**Stated exercise**
Copy the rows from the line containing "charcoal piece => bbox" through the line containing "[169,296,406,468]", both included, keeping every line. Shift each bounding-box coordinate in the answers by adding 57 to it.

▶

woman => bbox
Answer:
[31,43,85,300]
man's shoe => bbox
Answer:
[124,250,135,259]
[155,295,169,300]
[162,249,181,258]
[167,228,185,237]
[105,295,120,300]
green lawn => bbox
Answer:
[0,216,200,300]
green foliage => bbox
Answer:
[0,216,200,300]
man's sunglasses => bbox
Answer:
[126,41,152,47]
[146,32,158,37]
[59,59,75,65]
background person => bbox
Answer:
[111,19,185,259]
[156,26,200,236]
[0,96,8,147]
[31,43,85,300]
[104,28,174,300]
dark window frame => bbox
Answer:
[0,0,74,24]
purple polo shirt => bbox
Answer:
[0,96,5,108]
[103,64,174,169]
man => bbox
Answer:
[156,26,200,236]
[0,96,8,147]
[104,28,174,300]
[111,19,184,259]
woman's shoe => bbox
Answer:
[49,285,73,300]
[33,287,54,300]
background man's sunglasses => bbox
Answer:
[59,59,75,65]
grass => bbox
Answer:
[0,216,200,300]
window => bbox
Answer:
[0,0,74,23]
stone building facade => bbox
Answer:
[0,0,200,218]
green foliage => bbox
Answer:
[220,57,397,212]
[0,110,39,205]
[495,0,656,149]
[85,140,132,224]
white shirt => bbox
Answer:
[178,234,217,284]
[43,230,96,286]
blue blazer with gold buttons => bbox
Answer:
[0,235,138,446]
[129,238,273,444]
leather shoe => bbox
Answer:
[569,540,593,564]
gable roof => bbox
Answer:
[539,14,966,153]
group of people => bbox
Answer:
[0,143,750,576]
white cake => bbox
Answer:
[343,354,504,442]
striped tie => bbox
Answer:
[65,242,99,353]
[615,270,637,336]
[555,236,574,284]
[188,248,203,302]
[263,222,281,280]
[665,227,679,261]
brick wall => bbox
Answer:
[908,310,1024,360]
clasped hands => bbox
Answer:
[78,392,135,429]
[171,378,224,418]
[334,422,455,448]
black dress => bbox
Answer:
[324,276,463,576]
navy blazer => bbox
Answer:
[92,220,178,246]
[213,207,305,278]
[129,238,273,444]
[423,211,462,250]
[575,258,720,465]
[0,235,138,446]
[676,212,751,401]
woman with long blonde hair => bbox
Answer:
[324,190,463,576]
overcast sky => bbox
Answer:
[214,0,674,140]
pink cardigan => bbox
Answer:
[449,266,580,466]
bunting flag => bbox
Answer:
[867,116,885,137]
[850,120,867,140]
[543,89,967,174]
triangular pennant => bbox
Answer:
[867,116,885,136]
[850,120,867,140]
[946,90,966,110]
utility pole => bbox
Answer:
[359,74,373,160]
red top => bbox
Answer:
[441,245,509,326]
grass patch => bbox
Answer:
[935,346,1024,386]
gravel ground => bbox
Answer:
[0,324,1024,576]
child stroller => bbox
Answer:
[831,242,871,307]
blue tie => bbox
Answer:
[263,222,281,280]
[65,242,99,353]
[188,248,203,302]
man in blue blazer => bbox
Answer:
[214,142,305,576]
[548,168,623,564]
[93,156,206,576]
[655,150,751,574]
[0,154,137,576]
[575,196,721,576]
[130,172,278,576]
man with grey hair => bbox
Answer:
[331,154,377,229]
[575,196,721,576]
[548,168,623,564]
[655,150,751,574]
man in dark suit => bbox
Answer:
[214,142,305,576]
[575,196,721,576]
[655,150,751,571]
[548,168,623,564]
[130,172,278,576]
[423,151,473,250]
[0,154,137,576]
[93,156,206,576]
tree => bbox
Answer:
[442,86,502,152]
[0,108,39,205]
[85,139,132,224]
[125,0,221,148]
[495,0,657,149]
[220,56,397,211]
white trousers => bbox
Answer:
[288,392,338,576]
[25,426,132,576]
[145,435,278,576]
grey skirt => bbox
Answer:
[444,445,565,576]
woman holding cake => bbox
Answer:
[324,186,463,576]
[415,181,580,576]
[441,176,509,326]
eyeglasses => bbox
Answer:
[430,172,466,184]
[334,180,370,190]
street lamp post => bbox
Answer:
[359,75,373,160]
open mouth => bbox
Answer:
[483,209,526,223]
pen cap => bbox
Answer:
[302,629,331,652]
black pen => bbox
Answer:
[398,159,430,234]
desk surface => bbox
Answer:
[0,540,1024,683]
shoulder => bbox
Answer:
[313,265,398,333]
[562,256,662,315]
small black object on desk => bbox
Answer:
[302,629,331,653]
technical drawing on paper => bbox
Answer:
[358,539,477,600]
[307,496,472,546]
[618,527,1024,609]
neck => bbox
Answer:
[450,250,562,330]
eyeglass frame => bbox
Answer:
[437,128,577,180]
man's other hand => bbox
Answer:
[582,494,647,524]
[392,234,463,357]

◀
▶

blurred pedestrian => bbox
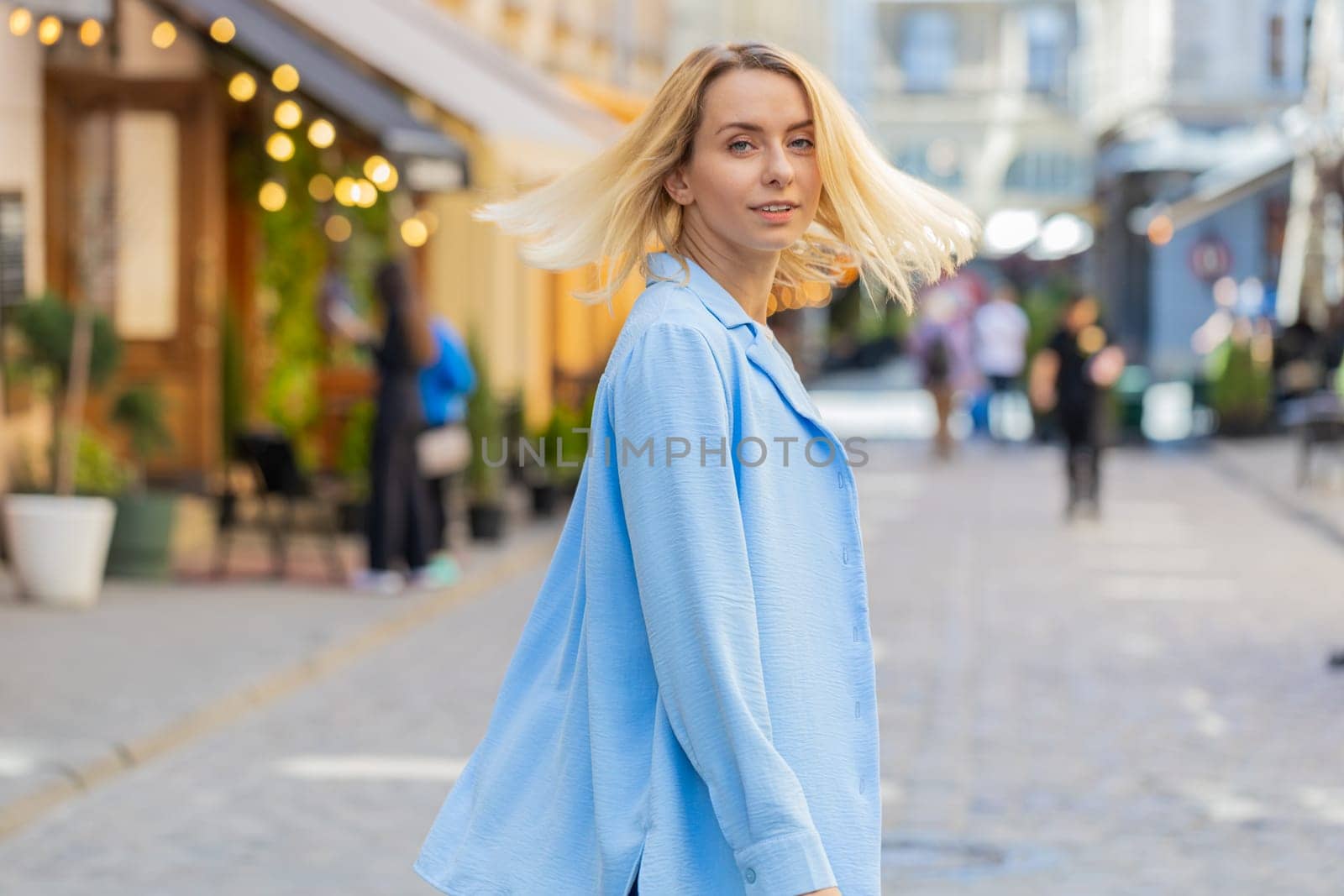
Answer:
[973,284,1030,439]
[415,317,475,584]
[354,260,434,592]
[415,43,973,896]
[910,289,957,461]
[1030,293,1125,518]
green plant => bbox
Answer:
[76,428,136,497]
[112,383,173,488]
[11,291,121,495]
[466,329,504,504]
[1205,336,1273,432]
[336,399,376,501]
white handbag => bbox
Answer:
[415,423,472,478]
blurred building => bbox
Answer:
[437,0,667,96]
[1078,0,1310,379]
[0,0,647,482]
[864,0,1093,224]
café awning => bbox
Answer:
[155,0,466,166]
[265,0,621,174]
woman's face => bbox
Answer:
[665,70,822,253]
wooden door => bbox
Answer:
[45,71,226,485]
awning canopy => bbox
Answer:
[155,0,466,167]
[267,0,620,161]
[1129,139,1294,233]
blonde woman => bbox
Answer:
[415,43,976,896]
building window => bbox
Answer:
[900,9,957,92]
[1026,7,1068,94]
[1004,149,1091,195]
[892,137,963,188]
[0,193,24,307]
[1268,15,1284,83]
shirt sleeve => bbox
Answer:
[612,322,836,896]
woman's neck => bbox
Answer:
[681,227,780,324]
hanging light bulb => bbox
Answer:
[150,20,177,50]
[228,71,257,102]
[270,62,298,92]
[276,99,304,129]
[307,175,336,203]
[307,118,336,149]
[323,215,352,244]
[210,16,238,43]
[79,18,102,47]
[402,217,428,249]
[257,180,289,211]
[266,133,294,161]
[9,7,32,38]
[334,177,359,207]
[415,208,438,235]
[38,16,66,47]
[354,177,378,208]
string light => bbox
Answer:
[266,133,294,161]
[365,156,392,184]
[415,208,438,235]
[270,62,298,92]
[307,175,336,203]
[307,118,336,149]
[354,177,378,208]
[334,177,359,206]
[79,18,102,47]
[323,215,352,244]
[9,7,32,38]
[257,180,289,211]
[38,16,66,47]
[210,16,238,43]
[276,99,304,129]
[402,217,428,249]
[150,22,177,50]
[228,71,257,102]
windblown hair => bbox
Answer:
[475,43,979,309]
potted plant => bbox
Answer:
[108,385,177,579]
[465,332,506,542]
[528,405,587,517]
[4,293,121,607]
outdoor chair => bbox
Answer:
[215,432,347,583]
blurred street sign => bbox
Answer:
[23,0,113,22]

◀
▶

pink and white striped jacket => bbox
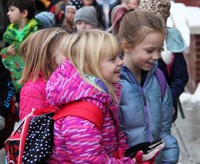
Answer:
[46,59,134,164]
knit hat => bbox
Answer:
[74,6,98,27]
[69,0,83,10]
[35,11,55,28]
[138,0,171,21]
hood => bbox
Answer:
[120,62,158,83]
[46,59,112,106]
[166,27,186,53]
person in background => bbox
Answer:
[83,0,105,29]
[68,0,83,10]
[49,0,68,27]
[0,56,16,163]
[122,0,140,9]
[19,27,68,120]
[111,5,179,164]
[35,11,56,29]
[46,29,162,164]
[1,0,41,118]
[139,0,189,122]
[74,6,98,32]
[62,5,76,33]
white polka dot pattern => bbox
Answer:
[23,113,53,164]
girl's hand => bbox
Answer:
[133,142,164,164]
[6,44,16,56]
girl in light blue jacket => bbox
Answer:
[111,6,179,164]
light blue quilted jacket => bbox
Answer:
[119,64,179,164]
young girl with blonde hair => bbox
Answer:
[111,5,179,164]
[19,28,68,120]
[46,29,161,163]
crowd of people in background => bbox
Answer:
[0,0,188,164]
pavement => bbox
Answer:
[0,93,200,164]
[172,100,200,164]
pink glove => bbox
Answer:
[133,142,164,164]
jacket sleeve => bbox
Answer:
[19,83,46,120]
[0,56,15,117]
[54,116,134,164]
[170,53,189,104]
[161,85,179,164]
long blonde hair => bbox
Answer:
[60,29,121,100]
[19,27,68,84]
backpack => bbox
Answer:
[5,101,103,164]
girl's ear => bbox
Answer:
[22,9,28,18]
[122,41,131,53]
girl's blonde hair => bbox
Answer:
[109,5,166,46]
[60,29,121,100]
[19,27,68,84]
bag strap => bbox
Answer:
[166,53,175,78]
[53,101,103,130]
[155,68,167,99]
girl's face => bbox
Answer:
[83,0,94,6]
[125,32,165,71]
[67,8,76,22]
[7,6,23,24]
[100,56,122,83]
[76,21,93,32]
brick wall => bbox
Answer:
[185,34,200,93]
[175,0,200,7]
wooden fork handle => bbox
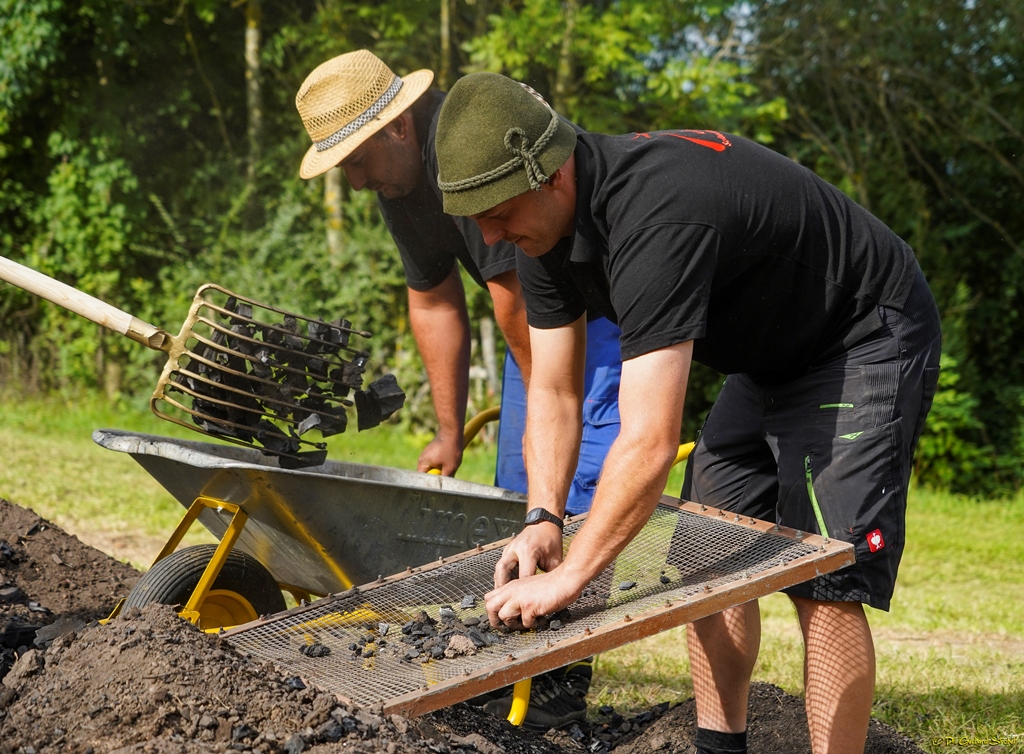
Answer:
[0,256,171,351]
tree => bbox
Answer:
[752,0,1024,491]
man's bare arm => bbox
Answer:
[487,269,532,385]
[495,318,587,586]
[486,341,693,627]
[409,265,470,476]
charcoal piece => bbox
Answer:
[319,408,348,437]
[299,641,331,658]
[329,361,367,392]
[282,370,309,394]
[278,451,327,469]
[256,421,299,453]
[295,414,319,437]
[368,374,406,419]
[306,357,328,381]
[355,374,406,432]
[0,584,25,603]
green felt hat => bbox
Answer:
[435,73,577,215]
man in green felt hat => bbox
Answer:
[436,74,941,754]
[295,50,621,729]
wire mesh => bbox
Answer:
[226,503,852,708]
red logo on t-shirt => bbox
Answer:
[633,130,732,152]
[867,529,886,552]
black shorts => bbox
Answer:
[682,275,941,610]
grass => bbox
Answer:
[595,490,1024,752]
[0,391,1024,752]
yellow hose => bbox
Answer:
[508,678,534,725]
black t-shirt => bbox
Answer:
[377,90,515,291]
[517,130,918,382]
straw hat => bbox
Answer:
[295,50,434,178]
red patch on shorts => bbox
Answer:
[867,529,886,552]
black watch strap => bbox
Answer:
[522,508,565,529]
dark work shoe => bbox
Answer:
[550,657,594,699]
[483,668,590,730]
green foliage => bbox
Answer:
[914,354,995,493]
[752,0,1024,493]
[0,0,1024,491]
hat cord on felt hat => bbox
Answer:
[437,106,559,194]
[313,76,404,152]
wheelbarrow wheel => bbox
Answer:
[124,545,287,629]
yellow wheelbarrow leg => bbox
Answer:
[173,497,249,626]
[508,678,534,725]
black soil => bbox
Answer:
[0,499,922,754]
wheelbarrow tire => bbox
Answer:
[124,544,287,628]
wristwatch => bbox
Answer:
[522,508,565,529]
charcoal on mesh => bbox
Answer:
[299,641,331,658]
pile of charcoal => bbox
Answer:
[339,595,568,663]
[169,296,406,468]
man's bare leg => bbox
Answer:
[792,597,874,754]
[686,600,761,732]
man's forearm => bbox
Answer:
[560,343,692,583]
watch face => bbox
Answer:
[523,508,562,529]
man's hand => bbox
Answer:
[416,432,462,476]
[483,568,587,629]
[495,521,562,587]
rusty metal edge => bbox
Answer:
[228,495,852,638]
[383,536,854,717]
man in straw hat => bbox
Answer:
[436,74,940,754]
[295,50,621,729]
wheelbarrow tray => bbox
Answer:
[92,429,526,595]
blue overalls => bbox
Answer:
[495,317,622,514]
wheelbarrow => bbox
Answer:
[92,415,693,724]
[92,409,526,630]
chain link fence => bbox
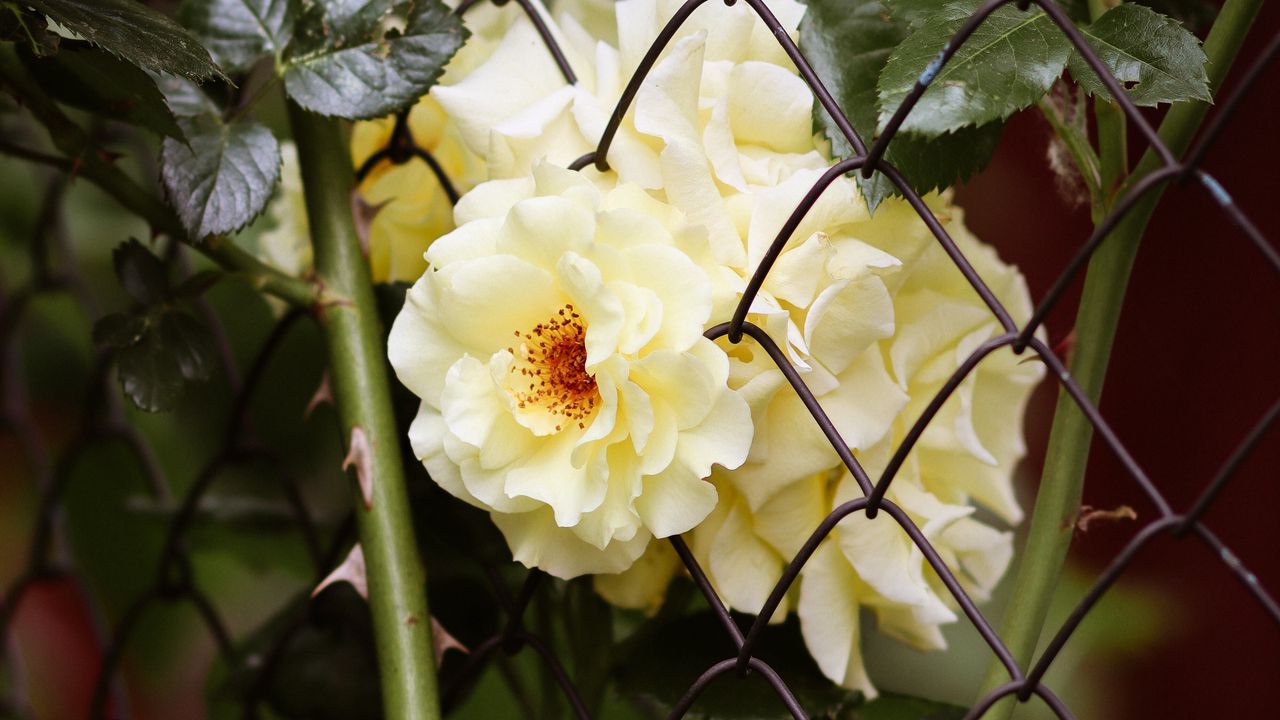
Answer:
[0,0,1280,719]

◀

**Problem solution**
charcoal piece => bbox
Answer:
[376,465,405,494]
[356,698,388,715]
[386,418,424,449]
[339,427,366,451]
[335,508,384,526]
[313,478,356,510]
[352,471,376,494]
[425,431,463,476]
[363,414,385,438]
[412,431,463,489]
[57,641,82,660]
green felt hat => bbox
Answer:
[492,130,634,272]
man in green felt hat => bbox
Answer:
[493,131,998,811]
[352,107,678,786]
wire mesh => bbox
Answer:
[283,560,909,765]
red logo on t-shirt => bbox
Answer:
[690,187,789,209]
[924,586,943,609]
black shorts => bbox
Answer:
[739,332,998,667]
grass => bbox
Answer:
[652,547,1081,809]
[57,448,1081,809]
yellow hose => bbox
Answer:
[565,735,591,782]
black t-shirt => bbox
Answer:
[434,147,572,348]
[574,187,975,439]
straw hat => bbox
Answer:
[352,107,491,235]
red patch on shorts => bbox
Answer:
[924,586,943,609]
black watch strap => bbox
Answer:
[579,565,622,586]
dark work shoe => bbox
Answer:
[607,714,651,756]
[540,725,647,787]
green foliage => bbox
Answer:
[971,411,1052,550]
[809,57,1081,550]
[57,57,1081,548]
hat cord on felt hat => bbox
Answer:
[494,163,616,251]
[370,133,461,209]
wheelbarrow wheel => bbox
Answer:
[181,602,344,686]
yellow wheelbarrow leg => bbox
Answer:
[230,554,306,683]
[565,735,591,782]
black soil => bbox
Answer:
[57,556,979,811]
wheelbarrow tire => bbox
Answer:
[181,601,344,685]
wristwatch => bbox
Answer:
[579,565,622,586]
charcoal on mesh => bbox
Answer:
[356,698,388,715]
pile of charcoal => bbox
Answer:
[396,652,625,720]
[226,353,463,525]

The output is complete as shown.